▶ **What you have to do**: State how many lines of the items below contain the word "Drop", and give only that number.

▶ **Dataset records**:
—————
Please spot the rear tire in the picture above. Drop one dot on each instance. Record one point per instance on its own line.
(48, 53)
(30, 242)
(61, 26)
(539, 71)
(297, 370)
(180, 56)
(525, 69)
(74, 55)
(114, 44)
—————
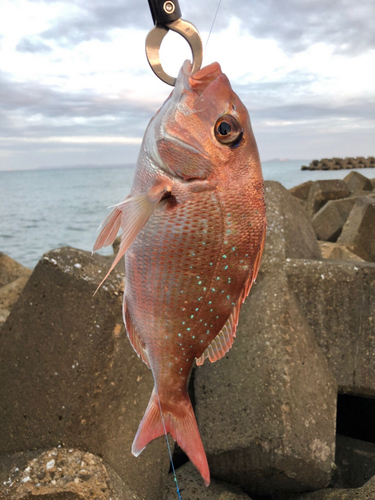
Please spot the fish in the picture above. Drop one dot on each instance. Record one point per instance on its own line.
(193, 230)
—————
▶ **Written answer**: 2